**DIRECTIONS:**
Rewrite the part of the records that opens with the line containing "Mark the drooping" and closes with the line containing "Query: palm tree trunk", requests included. Scale every coordinate in the answer points by 2.25 and round to whole numbers with halves rounded up, leaving the requests and their sample coordinates unchanged.

[Entries taken from a collection]
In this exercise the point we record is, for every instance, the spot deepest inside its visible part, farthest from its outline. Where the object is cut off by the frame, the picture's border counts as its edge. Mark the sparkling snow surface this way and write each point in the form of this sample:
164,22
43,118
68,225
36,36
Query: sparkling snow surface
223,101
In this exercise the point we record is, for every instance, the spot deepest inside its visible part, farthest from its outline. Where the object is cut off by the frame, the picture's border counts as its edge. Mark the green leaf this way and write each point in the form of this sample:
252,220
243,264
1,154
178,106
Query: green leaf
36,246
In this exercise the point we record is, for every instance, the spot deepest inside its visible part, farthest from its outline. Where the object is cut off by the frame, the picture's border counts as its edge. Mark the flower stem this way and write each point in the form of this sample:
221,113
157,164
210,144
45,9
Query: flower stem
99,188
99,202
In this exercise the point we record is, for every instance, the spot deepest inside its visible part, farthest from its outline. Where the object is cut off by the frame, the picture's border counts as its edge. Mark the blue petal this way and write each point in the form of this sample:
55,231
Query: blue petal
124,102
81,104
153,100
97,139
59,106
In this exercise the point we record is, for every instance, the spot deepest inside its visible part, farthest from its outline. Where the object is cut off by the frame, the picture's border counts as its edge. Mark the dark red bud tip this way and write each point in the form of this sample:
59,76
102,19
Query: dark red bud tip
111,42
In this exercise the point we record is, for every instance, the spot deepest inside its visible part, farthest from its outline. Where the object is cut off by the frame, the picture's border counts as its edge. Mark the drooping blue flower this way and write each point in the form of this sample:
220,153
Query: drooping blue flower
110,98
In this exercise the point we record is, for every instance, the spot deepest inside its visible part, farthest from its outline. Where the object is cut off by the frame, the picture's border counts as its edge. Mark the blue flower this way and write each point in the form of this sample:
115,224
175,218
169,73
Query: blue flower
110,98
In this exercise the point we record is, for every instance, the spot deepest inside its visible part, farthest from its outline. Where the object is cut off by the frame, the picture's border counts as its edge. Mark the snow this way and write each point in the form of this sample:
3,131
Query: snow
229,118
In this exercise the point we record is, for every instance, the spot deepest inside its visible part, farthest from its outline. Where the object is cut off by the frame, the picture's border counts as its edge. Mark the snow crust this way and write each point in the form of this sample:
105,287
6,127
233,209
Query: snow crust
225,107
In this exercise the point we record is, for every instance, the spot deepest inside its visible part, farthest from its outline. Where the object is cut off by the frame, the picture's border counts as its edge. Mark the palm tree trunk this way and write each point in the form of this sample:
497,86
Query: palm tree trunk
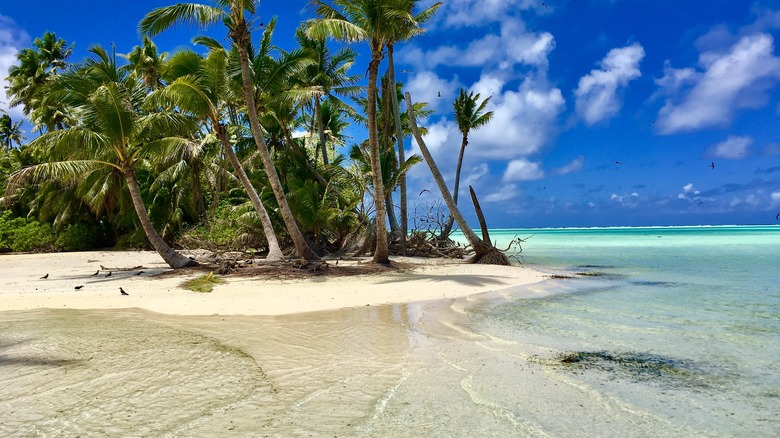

...

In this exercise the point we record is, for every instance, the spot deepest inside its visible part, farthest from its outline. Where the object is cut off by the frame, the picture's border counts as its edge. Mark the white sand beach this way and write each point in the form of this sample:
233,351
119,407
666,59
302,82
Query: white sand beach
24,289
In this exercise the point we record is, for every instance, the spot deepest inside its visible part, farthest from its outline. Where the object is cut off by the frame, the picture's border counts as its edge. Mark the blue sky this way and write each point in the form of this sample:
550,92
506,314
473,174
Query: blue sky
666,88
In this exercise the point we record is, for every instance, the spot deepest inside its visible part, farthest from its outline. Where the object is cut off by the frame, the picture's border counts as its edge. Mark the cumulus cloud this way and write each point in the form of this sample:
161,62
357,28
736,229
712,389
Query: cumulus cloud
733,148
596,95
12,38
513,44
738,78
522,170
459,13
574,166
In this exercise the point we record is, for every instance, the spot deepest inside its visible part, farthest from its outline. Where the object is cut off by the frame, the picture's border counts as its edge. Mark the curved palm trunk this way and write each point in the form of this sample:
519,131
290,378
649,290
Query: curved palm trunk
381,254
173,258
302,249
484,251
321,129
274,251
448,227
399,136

---

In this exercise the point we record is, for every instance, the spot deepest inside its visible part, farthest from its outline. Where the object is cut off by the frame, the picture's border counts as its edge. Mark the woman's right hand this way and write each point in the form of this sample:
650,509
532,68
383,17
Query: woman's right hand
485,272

**RESULT:**
In this exercise the point we record is, for every instance, the spot deepest inside its visible part, farthest from its outline. Where the object is cut off by the frame, the picture's border counts as its edge. Mark the drooping blue flower this way and write each point in the form of this sample:
220,153
Query: drooping blue flower
248,221
In this exercise the point we record is, for every instance, the spot deepest inside its visible part, farthest from its outline. Where the object is cut off by the frame, the picture's border counts as its edge. Mark the blue flower this way and write each point in the form of this sample:
115,224
175,218
169,73
Query: blue flower
248,221
In this exercise the point we record is, for every instance, the spot deepest inside its visible part, farthest from its outline. Where the object is cut off by the frame, the picture's border counts as its edge. Mark the snow this way and write each point in the form of this sample:
3,131
Query: snow
515,266
In this exercise the point we record is, for every instance, the spot deepest inside its visible part, farthest from its outline. Where the object is cut off by the frame, the picture's border counts as its edge. Mark the snow crust this way and write each point in the form of this sample:
105,287
6,127
233,209
Query: snow crust
506,241
In this exercise the point we record is, for every instance, the spot deepest inside its visible part, farthest from its outline. Where the object is cut off by the frame, the picture's border counts as its edge. Mark the palm tree trunk this way and write each point in the form of this sample:
497,86
Query: palm tree trunk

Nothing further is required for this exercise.